*** Excerpted data

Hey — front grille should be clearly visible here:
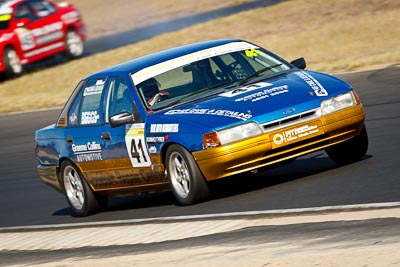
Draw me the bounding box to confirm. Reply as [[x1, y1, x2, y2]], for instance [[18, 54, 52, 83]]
[[261, 108, 320, 132]]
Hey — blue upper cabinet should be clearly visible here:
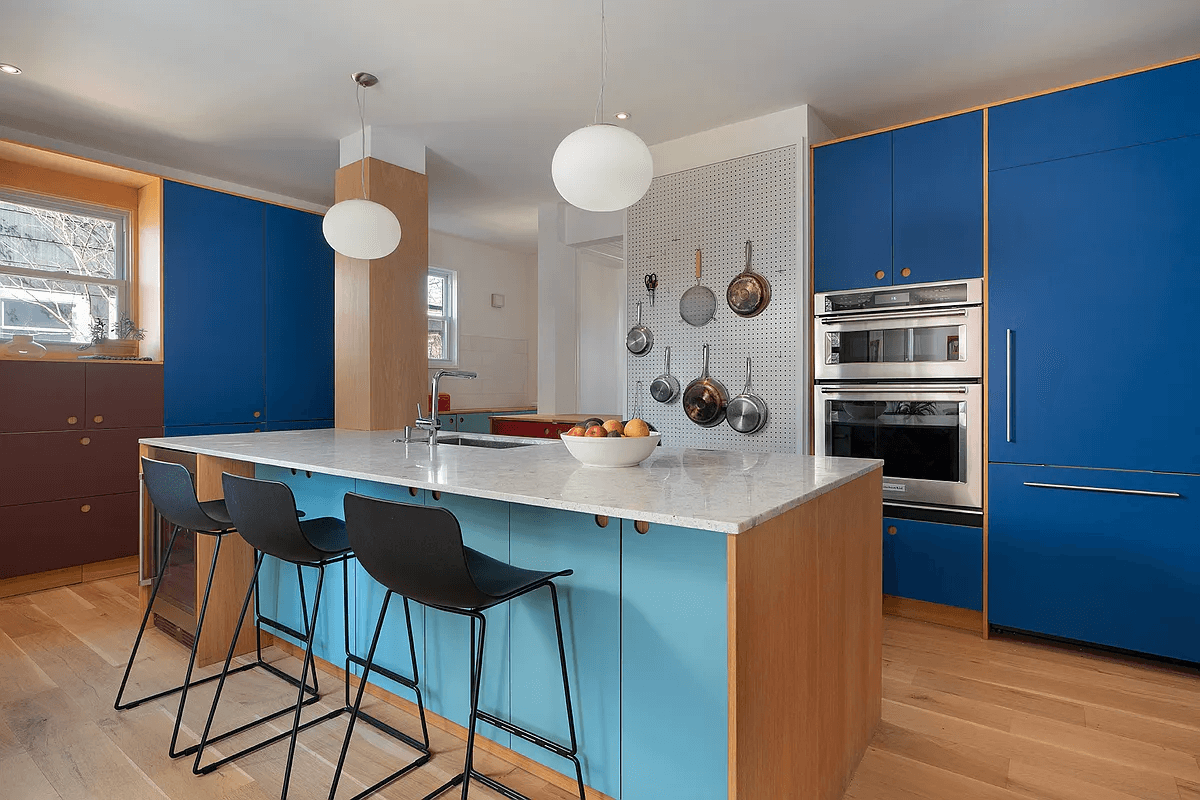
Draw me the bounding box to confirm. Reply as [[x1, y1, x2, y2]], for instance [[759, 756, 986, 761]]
[[988, 60, 1200, 170], [812, 133, 892, 291], [264, 205, 334, 422], [892, 112, 983, 286], [162, 181, 264, 427], [988, 131, 1200, 473]]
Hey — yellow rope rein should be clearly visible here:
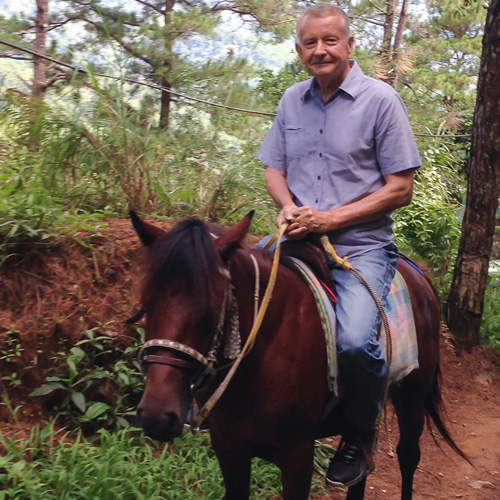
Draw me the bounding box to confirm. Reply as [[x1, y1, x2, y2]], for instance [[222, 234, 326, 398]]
[[191, 224, 288, 430], [191, 222, 394, 455]]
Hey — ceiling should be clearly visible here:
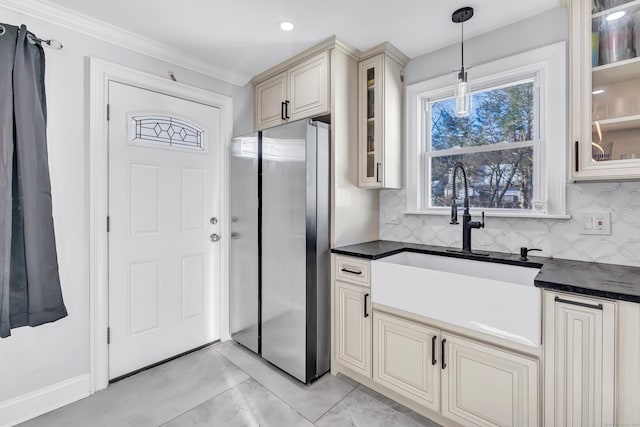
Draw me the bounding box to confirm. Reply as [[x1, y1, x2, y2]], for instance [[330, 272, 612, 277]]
[[43, 0, 560, 83]]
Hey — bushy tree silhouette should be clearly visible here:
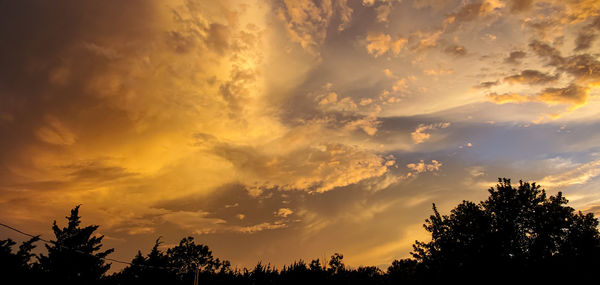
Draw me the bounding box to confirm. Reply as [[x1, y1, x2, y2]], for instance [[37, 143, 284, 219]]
[[412, 179, 600, 280], [39, 206, 113, 284]]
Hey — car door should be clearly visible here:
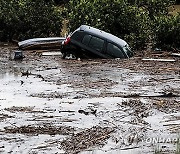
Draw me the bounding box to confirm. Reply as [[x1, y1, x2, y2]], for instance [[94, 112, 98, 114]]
[[106, 42, 127, 58], [82, 33, 109, 58]]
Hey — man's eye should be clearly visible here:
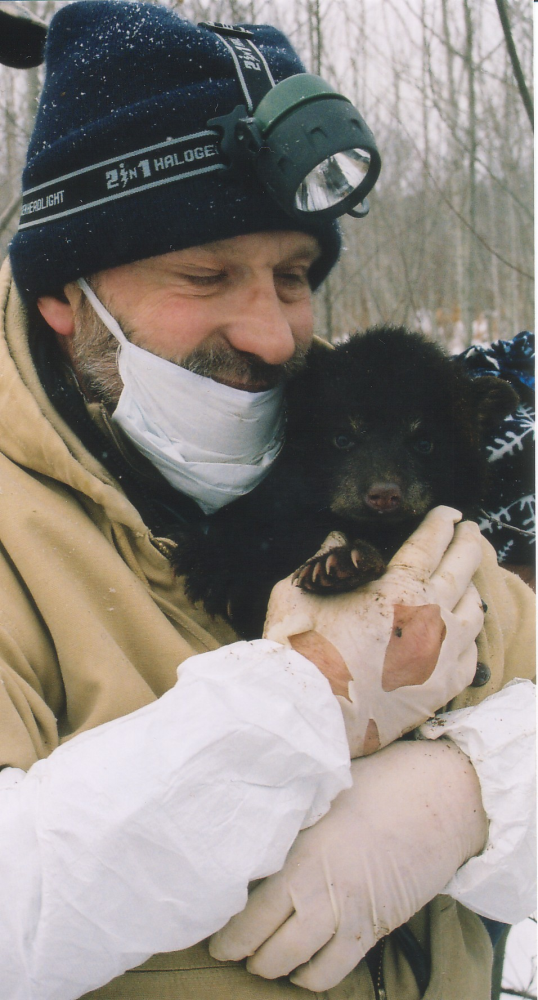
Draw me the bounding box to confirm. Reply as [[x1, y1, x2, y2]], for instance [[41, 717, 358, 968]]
[[276, 271, 309, 288], [333, 434, 356, 451], [413, 438, 433, 455], [182, 271, 226, 288]]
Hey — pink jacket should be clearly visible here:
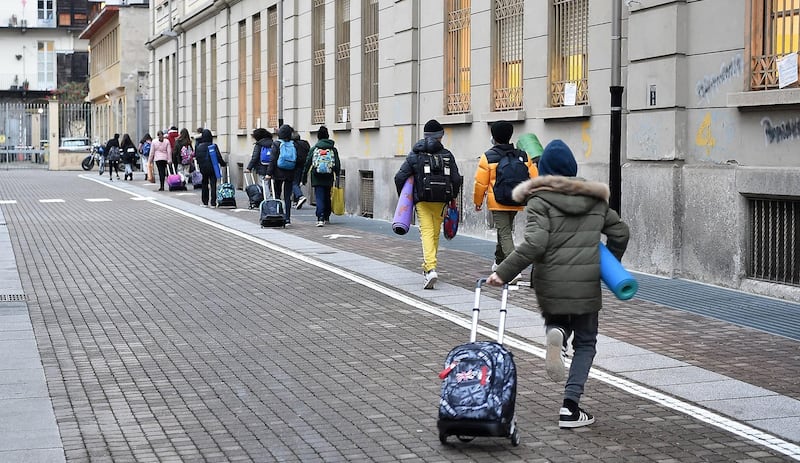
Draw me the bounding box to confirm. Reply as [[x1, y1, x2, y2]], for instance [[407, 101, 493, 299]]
[[150, 138, 172, 162]]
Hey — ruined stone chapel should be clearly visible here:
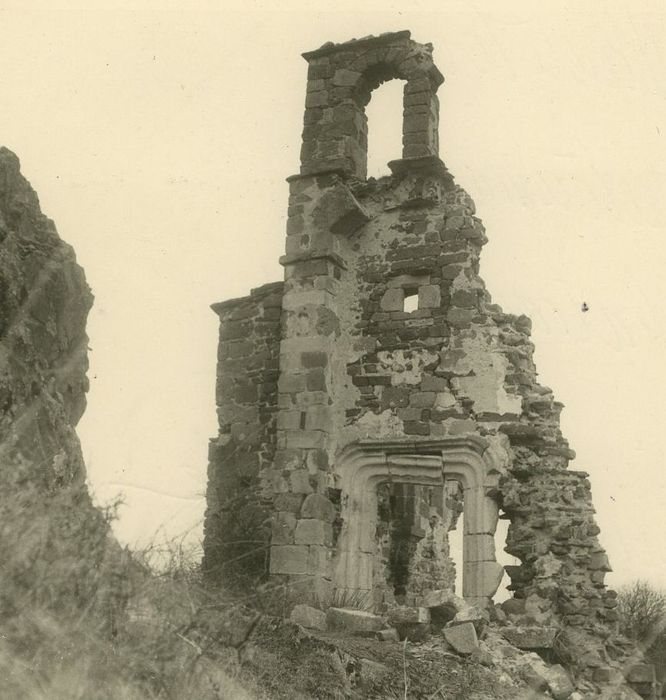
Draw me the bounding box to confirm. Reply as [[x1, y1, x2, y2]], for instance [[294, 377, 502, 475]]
[[204, 31, 617, 636]]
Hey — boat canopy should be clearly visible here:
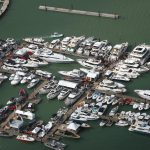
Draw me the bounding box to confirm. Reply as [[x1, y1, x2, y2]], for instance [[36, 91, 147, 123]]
[[15, 110, 35, 120], [58, 80, 79, 89]]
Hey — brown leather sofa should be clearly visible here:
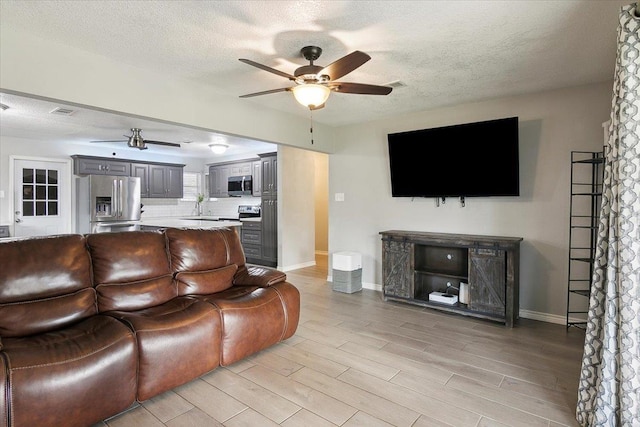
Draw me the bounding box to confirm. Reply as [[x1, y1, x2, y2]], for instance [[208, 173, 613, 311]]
[[0, 229, 300, 427]]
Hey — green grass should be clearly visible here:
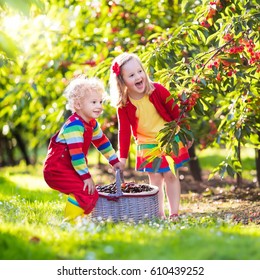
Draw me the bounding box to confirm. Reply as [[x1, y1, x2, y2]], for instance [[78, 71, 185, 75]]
[[0, 150, 260, 260]]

******

**Exercise requirements**:
Give these records as a two-column CSV with the headers input and output and one row per record. Put each record's text and its answer in their own quoted fields, replace line breaks with spaces, and leave out the pictures.

**Answer to this task**:
input,output
"Hey — front grille should be clearly visible here: Draw me the bounding box to confirm. Reply as [[x1, y1, x2, y2]], for instance [[18, 54, 52, 83]]","[[261, 108, 320, 132]]"
"Hey — blue upper cabinet should be clearly visible here: Draw me the bounding box to confirm. Reply as [[x1, y1, x2, y2]], for instance [[759, 756, 986, 761]]","[[988, 60, 1200, 170], [812, 133, 892, 291], [264, 205, 334, 422], [892, 112, 983, 286], [162, 181, 264, 427], [988, 131, 1200, 473]]"
"Hey — yellow rope rein should be clearly visible here: Draw me the bounding box to confirm. Reply as [[x1, y1, x2, y2]], for instance [[222, 234, 326, 398]]","[[191, 224, 288, 430], [191, 222, 394, 455]]"
"Hey — ceiling should be clearly visible here: Draw me the bounding box to confirm. Reply as [[x1, y1, x2, y2]], for instance [[330, 272, 612, 277]]","[[43, 0, 560, 83]]"
"Hey — bushy tree silhouette should be clearly visible here: Draw me the bounding box to confirm. Reply as [[x1, y1, x2, y2]], for instance [[37, 143, 284, 219]]","[[412, 179, 600, 280], [39, 206, 113, 284]]"
"Hey — car door should be clearly visible here: Draw me the bounding box to confirm. Reply as [[x1, y1, x2, y2]], for instance [[94, 112, 98, 114]]","[[106, 42, 127, 58], [82, 33, 109, 58]]"
"Hey — man's eye should be clearly visible here: Draw me the bounding box to confirm. Reply as [[x1, y1, x2, y2]], for instance [[41, 717, 358, 968]]","[[276, 271, 309, 288], [333, 434, 356, 451], [413, 438, 433, 455], [182, 271, 226, 288]]"
"Hey — pink jacket should be clearly visible here: Draw me the bounding box to confirm. Reply as [[x1, y1, x2, y2]], for instance [[407, 101, 493, 299]]","[[150, 138, 172, 162]]"
"Hey — ruined stone chapel should be clearly visible here: Draw me the bounding box to confirm. Reply as [[x1, y1, x2, y2]], for instance [[294, 377, 502, 475]]","[[204, 31, 617, 636]]"
"Hey — boat canopy should be clearly visible here: Draw me the bounding box to confirm. Reply as [[x1, y1, x2, y2]], for instance [[36, 91, 147, 123]]","[[15, 110, 35, 120], [58, 80, 79, 89]]"
"Hey — brown leather sofa should be clearly visible here: Draw me the bounding box to confirm. Reply as [[x1, y1, x2, y2]], for instance [[208, 173, 613, 311]]","[[0, 229, 300, 427]]"
"Hey — green grass should be clearly visible here: Draw me the bounding box to confirm. Reply as [[x1, y1, x2, y2]], for instance [[78, 71, 185, 75]]","[[0, 150, 260, 260]]"